Extracted data entries

▬▬▬

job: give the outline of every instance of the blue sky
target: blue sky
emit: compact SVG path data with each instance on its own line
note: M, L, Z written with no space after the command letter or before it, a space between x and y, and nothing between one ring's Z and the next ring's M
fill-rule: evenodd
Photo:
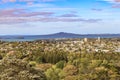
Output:
M120 0L0 0L0 35L119 30Z

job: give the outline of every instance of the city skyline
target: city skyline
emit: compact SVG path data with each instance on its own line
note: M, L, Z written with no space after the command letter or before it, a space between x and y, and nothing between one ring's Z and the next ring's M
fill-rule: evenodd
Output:
M120 30L120 0L0 0L0 5L0 35Z

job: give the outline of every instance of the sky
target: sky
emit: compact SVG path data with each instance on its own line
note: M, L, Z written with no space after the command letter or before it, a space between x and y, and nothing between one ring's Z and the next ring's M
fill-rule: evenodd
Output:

▬▬▬

Convert every line of the records above into a JSON list of strings, one string per line. Skip blank lines, and leave the pictures out.

[
  "job: give the outline of every instance of the blue sky",
  "target: blue sky",
  "emit: compact SVG path data with each instance on its own line",
  "note: M, L, Z written with no space after the command letter or before it, a space between x and y, and nothing between one ring's Z and the next ring's M",
  "fill-rule: evenodd",
  "Photo:",
  "Output:",
  "M120 0L0 0L0 35L119 30Z",
  "job: give the outline of every instance of the city skyline",
  "target: city skyline",
  "emit: compact SVG path data with each instance on its own line",
  "note: M, L, Z written with no space after the command letter or before it, a space between x and y, and nothing between one ring's Z and the next ring's M",
  "fill-rule: evenodd",
  "Output:",
  "M120 30L120 0L0 0L0 5L0 35Z",
  "job: give the outline of every instance of the sky",
  "target: sky",
  "emit: compact SVG path data with each instance on its own line",
  "note: M, L, Z written with no space after the command letter or before it, a space between x and y, and nothing between one ring's Z and the next ring's M",
  "fill-rule: evenodd",
  "Output:"
]